Problem details
Report every line in the rows below that contains the string "brown". Case counts.
########################################
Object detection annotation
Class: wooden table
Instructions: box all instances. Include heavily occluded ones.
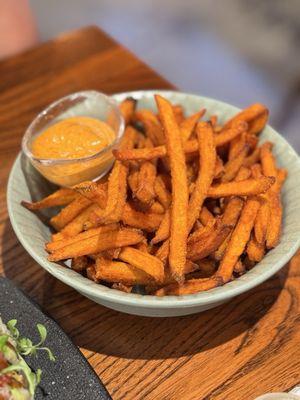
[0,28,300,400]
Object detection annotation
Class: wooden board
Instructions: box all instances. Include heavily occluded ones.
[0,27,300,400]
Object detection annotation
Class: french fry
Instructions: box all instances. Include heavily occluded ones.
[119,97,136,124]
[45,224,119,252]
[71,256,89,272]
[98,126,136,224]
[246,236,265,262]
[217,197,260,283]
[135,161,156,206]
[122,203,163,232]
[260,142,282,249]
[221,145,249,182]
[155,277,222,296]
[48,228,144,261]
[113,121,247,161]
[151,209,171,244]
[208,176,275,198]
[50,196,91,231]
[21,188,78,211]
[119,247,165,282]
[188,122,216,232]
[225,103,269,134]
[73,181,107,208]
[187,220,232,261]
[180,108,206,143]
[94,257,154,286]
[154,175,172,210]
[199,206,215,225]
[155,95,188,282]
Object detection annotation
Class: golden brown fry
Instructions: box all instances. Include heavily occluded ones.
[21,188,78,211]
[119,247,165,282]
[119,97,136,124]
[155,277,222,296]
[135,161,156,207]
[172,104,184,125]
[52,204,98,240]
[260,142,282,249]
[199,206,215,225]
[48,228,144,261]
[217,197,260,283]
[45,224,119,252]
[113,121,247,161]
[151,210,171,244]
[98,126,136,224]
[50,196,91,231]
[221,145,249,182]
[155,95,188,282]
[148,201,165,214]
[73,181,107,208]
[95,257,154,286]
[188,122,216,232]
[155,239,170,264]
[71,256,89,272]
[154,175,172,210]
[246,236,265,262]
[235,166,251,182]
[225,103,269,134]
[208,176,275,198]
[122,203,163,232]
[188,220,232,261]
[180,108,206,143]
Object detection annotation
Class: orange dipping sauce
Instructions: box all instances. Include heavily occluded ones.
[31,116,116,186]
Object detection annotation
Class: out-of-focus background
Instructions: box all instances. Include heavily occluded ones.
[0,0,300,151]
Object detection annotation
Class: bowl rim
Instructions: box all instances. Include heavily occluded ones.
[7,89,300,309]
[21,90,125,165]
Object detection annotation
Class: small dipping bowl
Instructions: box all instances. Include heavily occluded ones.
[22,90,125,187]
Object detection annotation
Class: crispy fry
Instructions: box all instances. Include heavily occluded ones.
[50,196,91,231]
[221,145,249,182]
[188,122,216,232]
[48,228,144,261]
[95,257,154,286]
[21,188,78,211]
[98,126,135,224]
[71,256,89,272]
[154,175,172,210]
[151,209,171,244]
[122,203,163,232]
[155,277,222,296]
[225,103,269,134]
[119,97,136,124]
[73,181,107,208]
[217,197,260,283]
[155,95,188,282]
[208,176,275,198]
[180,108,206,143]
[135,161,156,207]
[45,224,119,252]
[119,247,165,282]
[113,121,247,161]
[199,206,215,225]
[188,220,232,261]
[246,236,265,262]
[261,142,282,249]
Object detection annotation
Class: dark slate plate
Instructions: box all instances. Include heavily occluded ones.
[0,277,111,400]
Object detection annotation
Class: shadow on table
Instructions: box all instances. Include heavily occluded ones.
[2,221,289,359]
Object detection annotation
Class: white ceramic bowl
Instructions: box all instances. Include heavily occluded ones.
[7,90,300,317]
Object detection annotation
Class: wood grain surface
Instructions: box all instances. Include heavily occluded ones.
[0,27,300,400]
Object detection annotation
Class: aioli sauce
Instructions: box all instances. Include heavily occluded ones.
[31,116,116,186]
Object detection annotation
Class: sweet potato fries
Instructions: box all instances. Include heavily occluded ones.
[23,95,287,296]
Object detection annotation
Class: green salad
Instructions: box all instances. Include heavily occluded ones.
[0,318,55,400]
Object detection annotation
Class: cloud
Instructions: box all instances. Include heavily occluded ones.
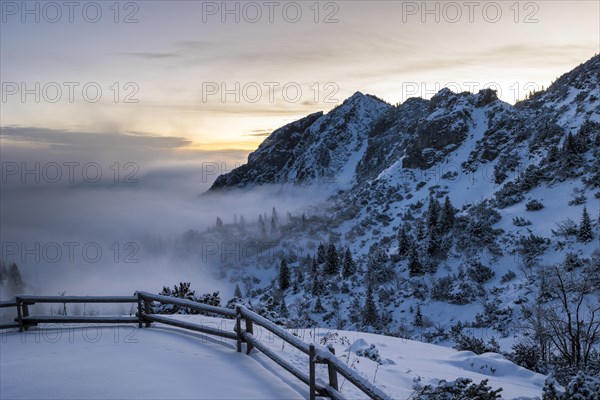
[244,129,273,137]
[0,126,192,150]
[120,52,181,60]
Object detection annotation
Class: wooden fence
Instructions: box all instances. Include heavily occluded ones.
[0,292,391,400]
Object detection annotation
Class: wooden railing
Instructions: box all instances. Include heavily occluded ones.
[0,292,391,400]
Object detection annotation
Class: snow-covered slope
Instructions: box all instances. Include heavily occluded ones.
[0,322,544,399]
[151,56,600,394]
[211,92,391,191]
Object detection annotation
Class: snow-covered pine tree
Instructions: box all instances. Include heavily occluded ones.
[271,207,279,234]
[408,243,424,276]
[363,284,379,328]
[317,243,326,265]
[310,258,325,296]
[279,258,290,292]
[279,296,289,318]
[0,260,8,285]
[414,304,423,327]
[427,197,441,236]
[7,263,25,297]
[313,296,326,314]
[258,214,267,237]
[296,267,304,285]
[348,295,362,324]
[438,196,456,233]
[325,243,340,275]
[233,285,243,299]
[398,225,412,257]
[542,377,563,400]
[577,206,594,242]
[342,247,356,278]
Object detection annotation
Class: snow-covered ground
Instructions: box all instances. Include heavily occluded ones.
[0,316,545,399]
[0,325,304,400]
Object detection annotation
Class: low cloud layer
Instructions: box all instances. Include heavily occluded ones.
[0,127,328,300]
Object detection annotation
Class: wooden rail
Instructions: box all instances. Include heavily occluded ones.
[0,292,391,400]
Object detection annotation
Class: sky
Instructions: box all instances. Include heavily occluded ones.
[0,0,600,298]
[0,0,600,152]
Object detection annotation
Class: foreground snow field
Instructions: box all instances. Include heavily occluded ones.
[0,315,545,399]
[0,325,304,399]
########################################
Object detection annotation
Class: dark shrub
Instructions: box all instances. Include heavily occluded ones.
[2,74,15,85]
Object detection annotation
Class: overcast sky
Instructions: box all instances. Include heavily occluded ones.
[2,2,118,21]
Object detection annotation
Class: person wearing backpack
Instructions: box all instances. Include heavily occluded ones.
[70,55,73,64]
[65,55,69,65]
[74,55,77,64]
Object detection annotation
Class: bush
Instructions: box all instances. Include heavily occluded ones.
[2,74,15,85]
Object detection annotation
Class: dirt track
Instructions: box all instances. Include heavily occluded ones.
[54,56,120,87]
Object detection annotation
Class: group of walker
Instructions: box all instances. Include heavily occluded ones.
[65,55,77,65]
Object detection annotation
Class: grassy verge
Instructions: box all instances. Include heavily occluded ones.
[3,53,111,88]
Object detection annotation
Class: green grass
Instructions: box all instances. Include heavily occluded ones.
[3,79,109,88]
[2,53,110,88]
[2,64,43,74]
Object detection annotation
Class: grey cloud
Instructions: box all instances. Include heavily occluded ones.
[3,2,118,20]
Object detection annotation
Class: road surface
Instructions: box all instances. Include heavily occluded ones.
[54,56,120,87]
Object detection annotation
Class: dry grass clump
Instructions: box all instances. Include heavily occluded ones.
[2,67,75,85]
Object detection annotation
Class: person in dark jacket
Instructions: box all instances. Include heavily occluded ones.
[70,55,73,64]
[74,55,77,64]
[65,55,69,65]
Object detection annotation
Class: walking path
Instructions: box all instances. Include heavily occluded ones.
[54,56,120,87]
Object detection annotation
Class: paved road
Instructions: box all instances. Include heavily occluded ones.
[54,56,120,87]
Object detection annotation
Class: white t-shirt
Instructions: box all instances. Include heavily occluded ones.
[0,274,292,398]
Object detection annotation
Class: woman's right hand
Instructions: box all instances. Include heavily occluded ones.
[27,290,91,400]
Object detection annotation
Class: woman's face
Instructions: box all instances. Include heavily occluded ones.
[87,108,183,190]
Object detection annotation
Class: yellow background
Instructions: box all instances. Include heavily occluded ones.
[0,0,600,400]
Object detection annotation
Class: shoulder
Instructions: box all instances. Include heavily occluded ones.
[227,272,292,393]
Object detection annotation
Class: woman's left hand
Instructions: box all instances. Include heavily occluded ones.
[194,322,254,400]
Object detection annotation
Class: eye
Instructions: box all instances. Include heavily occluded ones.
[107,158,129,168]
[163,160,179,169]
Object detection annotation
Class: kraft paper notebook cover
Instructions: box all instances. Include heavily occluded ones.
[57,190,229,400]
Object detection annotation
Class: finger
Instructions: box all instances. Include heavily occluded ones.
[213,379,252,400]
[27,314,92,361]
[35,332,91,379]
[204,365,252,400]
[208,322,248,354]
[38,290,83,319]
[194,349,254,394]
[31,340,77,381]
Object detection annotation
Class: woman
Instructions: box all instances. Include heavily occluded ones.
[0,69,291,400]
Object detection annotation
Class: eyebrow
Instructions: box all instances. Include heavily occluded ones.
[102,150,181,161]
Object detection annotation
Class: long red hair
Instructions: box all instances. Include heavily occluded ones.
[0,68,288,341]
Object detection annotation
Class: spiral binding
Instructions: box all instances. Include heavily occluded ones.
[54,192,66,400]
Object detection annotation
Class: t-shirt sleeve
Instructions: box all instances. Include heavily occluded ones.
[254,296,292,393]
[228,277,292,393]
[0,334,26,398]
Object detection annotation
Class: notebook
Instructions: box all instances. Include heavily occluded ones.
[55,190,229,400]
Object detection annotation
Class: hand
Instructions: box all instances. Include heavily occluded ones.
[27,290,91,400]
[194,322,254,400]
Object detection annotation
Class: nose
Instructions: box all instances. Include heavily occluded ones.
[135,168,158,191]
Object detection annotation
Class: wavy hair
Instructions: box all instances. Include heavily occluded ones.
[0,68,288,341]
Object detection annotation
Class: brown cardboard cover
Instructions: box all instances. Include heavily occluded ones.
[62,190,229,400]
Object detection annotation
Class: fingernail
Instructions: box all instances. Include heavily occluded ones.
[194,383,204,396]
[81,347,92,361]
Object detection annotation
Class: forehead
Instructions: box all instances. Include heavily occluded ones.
########################################
Task output
Class: golden brown fry
Class: brown cardboard cover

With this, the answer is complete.